● **DATA IN THIS EXERCISE**
▬▬▬▬▬▬

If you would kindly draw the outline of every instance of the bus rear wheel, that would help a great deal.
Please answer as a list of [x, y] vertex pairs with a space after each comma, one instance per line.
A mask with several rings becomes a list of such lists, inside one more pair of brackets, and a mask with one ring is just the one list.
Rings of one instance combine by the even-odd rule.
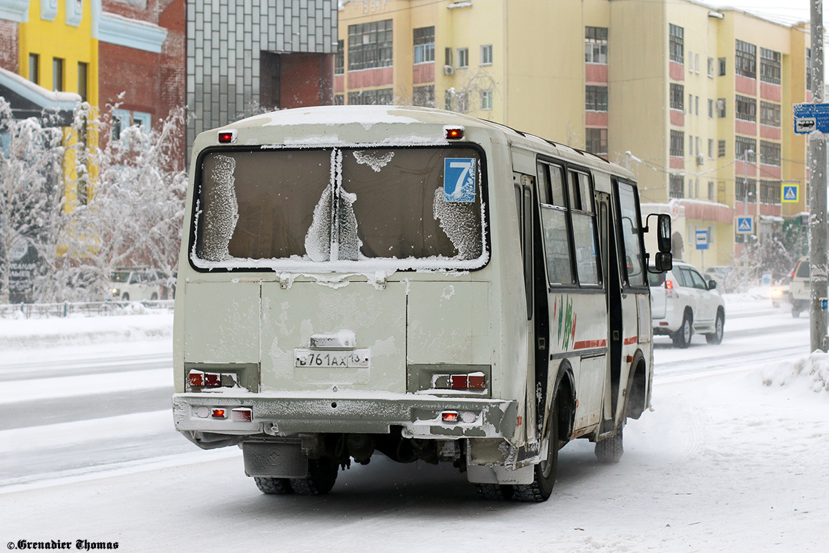
[[531, 484], [520, 484], [513, 486], [515, 497], [519, 501], [530, 502], [541, 502], [547, 501], [553, 492], [553, 486], [555, 484], [555, 474], [559, 468], [559, 402], [556, 399], [553, 404], [553, 410], [550, 415], [550, 422], [547, 423], [547, 435], [545, 444], [547, 447], [546, 458], [536, 464], [533, 469], [533, 481]]
[[288, 478], [255, 478], [254, 482], [256, 483], [256, 488], [259, 488], [262, 493], [275, 495], [293, 493], [291, 481]]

▬▬▬▬▬▬

● **WHAT YOU ARE ASKED TO DO**
Collect each line of the records that contains the string "list", treating uppercase and lowercase letters as different.

● **OUTPUT FOR THIS TASK**
Please answer as a list of [x, y] vertex pairs with a space after each comma, one instance per line.
A mask with several rings becomes a list of such lists, inside one more pair of brackets, and a mask with one ring is just the one list.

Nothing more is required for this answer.